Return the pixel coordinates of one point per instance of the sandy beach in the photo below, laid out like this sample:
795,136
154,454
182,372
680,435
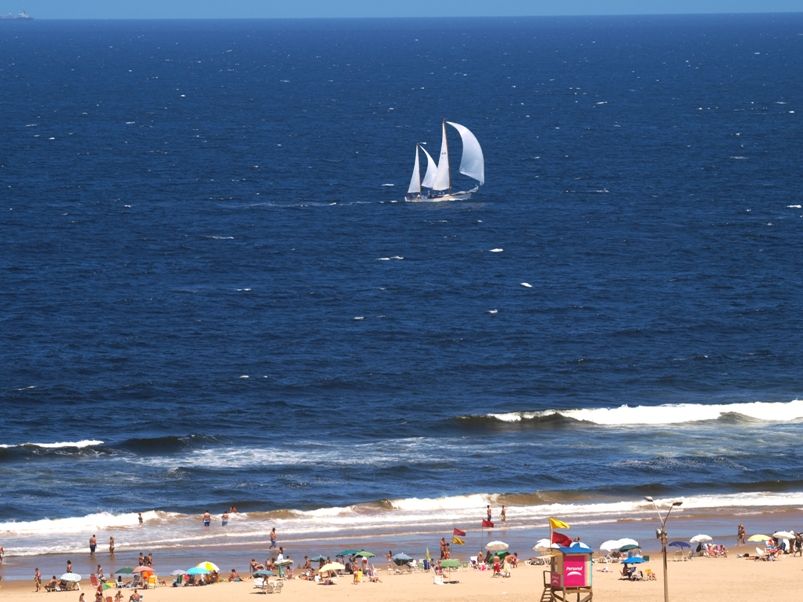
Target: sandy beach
733,579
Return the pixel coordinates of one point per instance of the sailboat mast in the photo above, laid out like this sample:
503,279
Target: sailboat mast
445,151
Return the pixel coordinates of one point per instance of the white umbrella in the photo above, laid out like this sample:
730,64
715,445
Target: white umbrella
628,541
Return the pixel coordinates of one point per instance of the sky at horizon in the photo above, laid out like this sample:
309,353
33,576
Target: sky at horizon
245,9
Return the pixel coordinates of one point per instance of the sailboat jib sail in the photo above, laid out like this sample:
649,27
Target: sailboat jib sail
414,190
432,170
443,181
437,182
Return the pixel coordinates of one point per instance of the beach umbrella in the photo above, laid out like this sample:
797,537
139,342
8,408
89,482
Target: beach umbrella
70,577
198,570
633,560
609,545
628,541
331,566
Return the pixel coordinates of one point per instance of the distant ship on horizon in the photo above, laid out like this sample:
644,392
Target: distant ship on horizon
20,16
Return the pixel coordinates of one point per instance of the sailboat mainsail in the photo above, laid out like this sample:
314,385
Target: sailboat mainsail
472,164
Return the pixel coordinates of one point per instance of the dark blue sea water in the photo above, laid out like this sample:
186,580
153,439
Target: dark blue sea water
213,294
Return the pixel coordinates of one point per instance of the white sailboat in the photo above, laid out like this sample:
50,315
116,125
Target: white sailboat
416,192
472,164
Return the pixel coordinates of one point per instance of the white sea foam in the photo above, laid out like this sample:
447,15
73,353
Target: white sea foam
79,524
58,444
667,414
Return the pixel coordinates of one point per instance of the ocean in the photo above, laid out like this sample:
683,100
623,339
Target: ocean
213,293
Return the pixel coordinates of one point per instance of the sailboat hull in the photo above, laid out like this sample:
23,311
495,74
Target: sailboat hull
462,195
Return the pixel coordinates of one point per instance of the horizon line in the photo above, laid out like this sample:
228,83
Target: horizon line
409,17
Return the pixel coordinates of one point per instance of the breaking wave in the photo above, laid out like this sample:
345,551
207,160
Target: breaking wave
660,415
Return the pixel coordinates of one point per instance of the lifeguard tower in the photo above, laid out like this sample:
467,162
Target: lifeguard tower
569,576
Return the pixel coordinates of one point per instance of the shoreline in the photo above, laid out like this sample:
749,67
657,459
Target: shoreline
519,533
733,579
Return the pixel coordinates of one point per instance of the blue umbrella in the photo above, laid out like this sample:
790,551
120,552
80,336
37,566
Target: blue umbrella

### TASK REQUIREMENTS
Copy all of the data above word for word, leaving out the pictures.

### EXPECTED OUTPUT
Return the pixel coordinates of one point per instance of the sandy beach in the photo below, laid out like this sample:
795,136
154,454
182,372
680,435
Target: sandy beach
733,579
Return the pixel coordinates of one point per instance of the sailboat mast in the photo above, laid out like this sample:
503,279
Target: sailboat mast
445,151
Return the pixel coordinates of one point per instance of the white umbrella in the photo above, laid out like this sample:
730,64
715,445
Target: white umbrella
628,541
Return the pixel coordinates of one point per instance of the sky at horizon in the photo above, laid out like this sample:
309,353
33,576
Target: sky at horizon
245,9
Return the pixel coordinates of one point per instance of the sailboat jib sail in the photo above, laid out like this sample:
649,27
Target: sailboat jib sail
414,190
432,170
443,181
437,182
Return the pixel coordinates of one point per instance of the beach umbrella in the photo above, laid out like this sample:
797,537
139,342
8,408
89,482
Target: beach umbrella
70,577
198,570
633,560
609,545
628,541
331,566
Return the pixel coordinates of one point per instance of the distant ship on horizon in the photo above, laid out like this sample:
644,392
Target: distant ship on horizon
20,16
Return the pixel coordinates of one point per instance of the sailboat mainsail in the photo above, laid out like this sample:
314,385
Target: sailboat mainsail
472,164
Return the pixel coordinates of one point per instance of the dark blue sea water in the photo above, laid out like this sample:
186,580
153,439
Target: dark blue sea water
213,294
Return the pixel coordinates of one point per instance of the white sailboat in the photo above, laid out like this sample:
50,315
116,125
Target: white sailboat
416,192
472,164
Return the pixel coordinates of one point per instance of the white sea foam in the photo above, laid out like this sample:
447,15
73,353
Target: white sea foam
79,524
58,444
667,414
Return the pixel coordinates of one point per instance of the ocean in the photo above, laid out like this sample:
683,100
623,339
Target: ocean
213,293
Return the pixel coordinates of one point per instance of the sailboat hull in the photo above, laid out like this sample:
23,311
495,74
Target: sailboat hull
462,195
Return the pixel coordinates of one point per instance of the horizon line in the photo above, laid out like this sample:
228,83
Target: horizon line
409,17
Return the pixel coordinates of one point per instance of the breaking wave in the photo above, laid out like this sample:
345,551
207,160
Target: breaking wave
660,415
Return the pixel coordinates of one point per instance of the lifeguard tower in the photo above, laid out like this sample:
467,162
Target: lifeguard tower
569,576
Return the pixel coordinates of one point per instance of the shoreline in the photo above, laid out like this sample:
749,67
657,459
Target: shoreline
519,533
733,579
Return the pixel coordinates of one point per instance of the blue umbrella in the photo above, laid out like this sample:
790,551
120,552
80,336
37,566
Target: blue umbrella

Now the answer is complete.